_GOAL OF THE EXERCISE_:
Images do not belong in the copy. Set down all the entries exactly.

::: THE DATA :::

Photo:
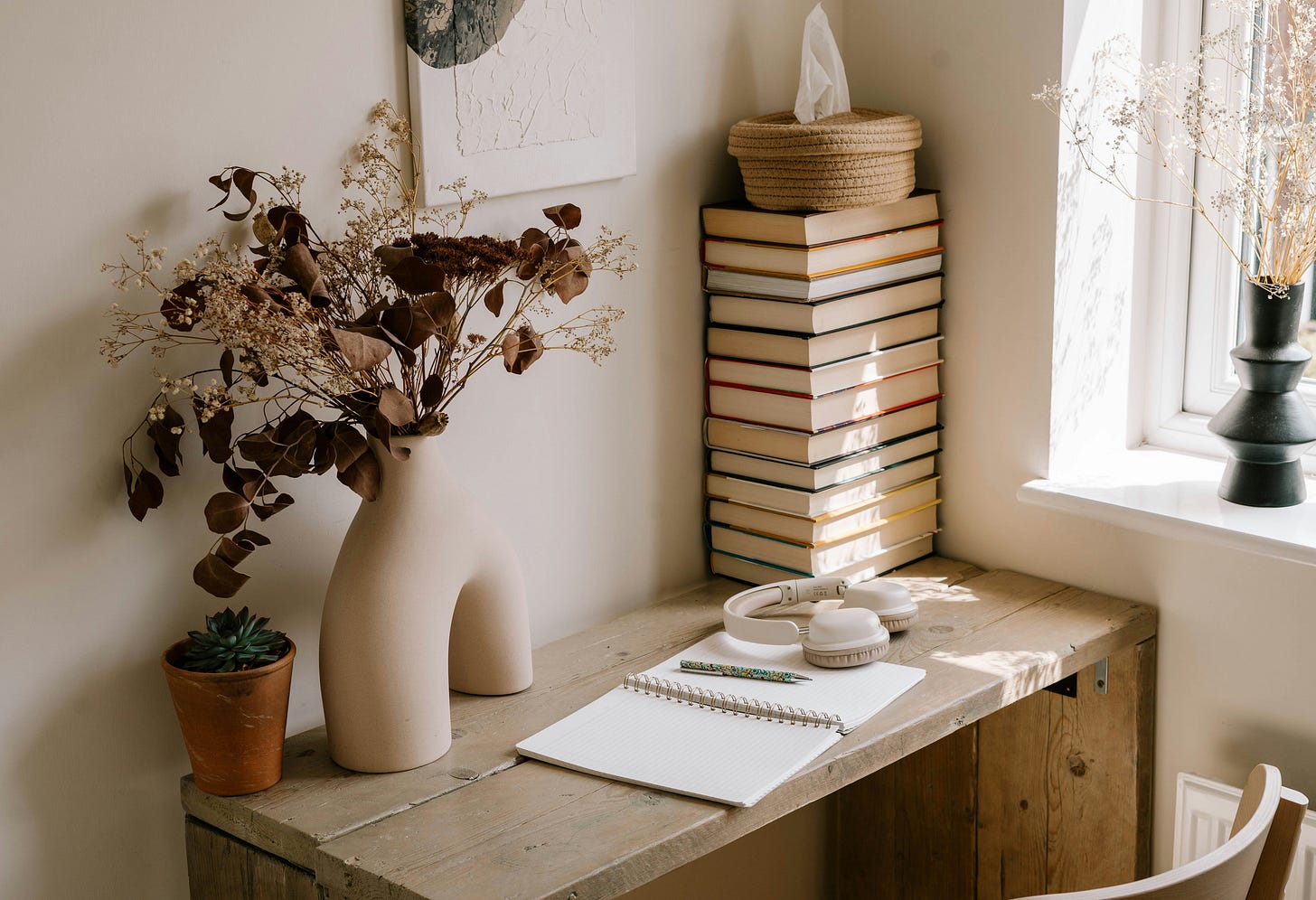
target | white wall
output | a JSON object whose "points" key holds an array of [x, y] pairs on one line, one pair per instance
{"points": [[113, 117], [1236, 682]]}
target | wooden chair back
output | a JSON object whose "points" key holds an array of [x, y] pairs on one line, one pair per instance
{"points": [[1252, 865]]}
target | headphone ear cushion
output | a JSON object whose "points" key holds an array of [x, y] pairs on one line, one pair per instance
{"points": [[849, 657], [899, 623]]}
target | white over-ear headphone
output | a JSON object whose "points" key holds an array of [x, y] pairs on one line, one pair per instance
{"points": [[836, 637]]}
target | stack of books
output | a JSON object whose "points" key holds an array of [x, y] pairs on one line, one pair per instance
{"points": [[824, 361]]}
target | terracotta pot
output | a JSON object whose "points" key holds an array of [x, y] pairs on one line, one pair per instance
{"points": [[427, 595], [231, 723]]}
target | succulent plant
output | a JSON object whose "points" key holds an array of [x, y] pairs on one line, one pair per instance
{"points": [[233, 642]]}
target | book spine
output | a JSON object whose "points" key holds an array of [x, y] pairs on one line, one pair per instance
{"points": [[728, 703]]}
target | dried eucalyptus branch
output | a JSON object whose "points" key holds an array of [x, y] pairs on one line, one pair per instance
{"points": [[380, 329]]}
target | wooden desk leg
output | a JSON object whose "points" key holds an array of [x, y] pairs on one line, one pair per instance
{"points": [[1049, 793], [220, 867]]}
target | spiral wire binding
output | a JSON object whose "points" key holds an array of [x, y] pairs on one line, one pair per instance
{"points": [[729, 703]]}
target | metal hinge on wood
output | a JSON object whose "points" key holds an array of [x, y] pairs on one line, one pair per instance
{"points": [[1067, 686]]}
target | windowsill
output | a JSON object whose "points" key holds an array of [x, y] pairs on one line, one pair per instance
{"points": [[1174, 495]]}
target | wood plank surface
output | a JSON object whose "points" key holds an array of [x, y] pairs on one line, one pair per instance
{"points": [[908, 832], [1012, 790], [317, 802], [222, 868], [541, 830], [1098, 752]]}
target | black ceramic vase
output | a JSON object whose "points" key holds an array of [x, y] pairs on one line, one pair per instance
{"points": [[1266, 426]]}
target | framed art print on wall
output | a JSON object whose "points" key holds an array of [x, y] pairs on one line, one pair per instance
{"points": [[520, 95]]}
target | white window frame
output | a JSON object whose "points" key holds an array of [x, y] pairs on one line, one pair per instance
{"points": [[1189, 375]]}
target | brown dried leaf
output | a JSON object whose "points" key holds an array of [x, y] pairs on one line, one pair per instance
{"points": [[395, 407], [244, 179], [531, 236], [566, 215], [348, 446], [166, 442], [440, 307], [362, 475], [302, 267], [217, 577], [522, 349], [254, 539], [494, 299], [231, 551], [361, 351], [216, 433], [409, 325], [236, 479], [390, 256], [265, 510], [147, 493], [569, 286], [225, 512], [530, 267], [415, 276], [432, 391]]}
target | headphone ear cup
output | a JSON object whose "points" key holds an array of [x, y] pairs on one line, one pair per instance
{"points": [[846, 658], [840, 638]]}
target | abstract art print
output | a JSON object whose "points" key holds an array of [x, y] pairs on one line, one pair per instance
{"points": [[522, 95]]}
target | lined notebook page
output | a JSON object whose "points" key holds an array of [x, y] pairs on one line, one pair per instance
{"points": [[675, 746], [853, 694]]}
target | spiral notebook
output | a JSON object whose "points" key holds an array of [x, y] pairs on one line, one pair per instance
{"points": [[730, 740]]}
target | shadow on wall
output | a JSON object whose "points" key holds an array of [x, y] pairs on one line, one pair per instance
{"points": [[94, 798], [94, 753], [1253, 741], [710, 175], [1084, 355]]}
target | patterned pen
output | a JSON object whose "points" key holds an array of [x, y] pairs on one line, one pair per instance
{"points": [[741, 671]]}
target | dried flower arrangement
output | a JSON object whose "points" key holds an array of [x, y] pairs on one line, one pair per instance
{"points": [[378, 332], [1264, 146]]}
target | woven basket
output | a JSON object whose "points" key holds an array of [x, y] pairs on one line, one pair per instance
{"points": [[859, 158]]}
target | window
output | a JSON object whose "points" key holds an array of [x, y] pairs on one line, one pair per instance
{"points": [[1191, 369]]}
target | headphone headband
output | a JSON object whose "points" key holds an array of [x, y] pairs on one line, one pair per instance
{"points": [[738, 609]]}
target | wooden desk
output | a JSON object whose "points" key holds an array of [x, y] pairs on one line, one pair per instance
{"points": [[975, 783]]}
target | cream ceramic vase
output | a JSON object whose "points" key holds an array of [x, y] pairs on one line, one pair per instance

:::

_WRITTEN SOLUTION_:
Photo:
target | white wall
output | a JSON object whose "points" key holds an array of [x, y] pairs on one line, one pair per instance
{"points": [[113, 117], [1236, 682]]}
target | wooden chair back
output | a JSON object whose "points" key holds an array of [x, y] pairs on one line, one pair per instance
{"points": [[1252, 865]]}
target | headphone ear cushion
output | a JSON object whose "points" key holds an array of [x, y] pairs on one line, one pair per instance
{"points": [[849, 657], [899, 623]]}
target | white over-ear headphone
output | a JSON object whose "points" key holds an array of [x, y] pairs on one line, one pair per instance
{"points": [[836, 637]]}
target | stack of books
output | a JSON object whose "points" key holds an array of [x, y] pairs on one line, one pair per instance
{"points": [[824, 361]]}
target | terracotta pot
output | a JSON object whose "points" key holds an array of [x, y] pairs on one line, one pair per instance
{"points": [[427, 595], [231, 723]]}
target | succulent plant
output | a JSON object whose "points" key holds an array of [x, y] pairs on one line, one pair per instance
{"points": [[233, 642]]}
target | book spine
output | a JSON object whose "points" key holds an array of [x, y] pairs on one line, one pair per instance
{"points": [[728, 703]]}
target | dried eucalyptus branch
output | a JSON object whose "points" key holds an array of [x, y] pairs on one line, one pair per instance
{"points": [[380, 329]]}
target | wooden desk leg
output | a JSON object whose "points" key holds an array of [x, y] pairs on one line, one pair per instance
{"points": [[1049, 793], [220, 867]]}
target | spiral wire binding
output | a JSON object whose "points" key holds an array of [x, y] pairs on one line, one pair per instance
{"points": [[729, 703]]}
target | metal hinge on wood
output | a JSON object whose "points" key holds an array of [x, y] pairs on one line, one pair per instance
{"points": [[1067, 686]]}
target | windowsill
output | a JSON object whose "points" key holds an array of [x, y] pairs on one line, one pair per instance
{"points": [[1174, 495]]}
target | wood plank surface
output | a JSON object whose "points" key holds an array of [x, y] pairs on one line, one pair per instance
{"points": [[908, 832], [1012, 790], [317, 802], [222, 868], [541, 830], [1098, 752]]}
target | black ceramic vase
output | a JSON object whose "points" key holds an array of [x, y] pairs on one line, one pair per instance
{"points": [[1266, 426]]}
target | framed art print on wall
output | a JSON object whose "points" key holds an array of [x, y] pairs on one line, one pair per instance
{"points": [[520, 95]]}
target | white window frame
output | a JSON object whose "points" key holds an array of [x, y] pairs on one line, one pair per instance
{"points": [[1189, 375]]}
target | brown dried leaf
output | a JSON object whose "points" key holds an array of [x, y] pairs on one line, one pair per instance
{"points": [[395, 407], [244, 179], [531, 236], [566, 215], [348, 446], [166, 442], [440, 307], [362, 475], [302, 267], [217, 577], [522, 349], [254, 539], [494, 299], [231, 551], [361, 351], [216, 433], [409, 325], [236, 479], [390, 256], [265, 510], [147, 493], [569, 286], [225, 512], [530, 267], [415, 276], [432, 391]]}
target | headphone ear cup
output | a JSON object whose "points" key holds an array of [x, y] pairs on one line, one pair per instance
{"points": [[846, 658], [840, 638]]}
target | abstract art print
output | a JSON object whose "points" key holds an array of [x, y] pairs on one line, one pair per instance
{"points": [[522, 95]]}
target | lined notebook page
output | a JSON object whose "points" key holds an array of [x, y] pairs on one line, one pair per instance
{"points": [[675, 746], [853, 694]]}
target | spiral notebook
output | a JSON object whose "points" key holds an array of [x, y] pairs on one line, one pair per instance
{"points": [[730, 740]]}
target | shadow on wall
output | a JSON object whose "points" key holds an array of [x, y] pairs on one line, one pair per instance
{"points": [[94, 798], [94, 753], [1253, 741], [710, 175], [1084, 355]]}
target | patterned pen
output | a JSON object whose "points" key holds an array of [x, y] pairs on one line, one pair per instance
{"points": [[741, 671]]}
target | dried flower arrangement
output | a JSON object whose "points" key holds an array of [x, y] pairs on one line, one pair per instance
{"points": [[378, 332], [1264, 146]]}
target | woven basket
output | a JSON object whose "points" key holds an array of [x, y] pairs on one line, one pair per instance
{"points": [[859, 158]]}
target | window
output | a JSON object whose "points" key holds an array of [x, y] pairs on one line, one pair per instance
{"points": [[1191, 369]]}
target | headphone headband
output | a JSON object whose "points" key holds an array of [x, y] pairs on one line, one pair per instance
{"points": [[738, 609]]}
target | wooden desk
output | a JSON object whose "points" key holds an array of [x, y] pairs on one line, one pair per instance
{"points": [[975, 783]]}
target | cream ceramic vase
output | a JSON object whose "points" key holds an array of [x, y] pairs on one line, one pair per instance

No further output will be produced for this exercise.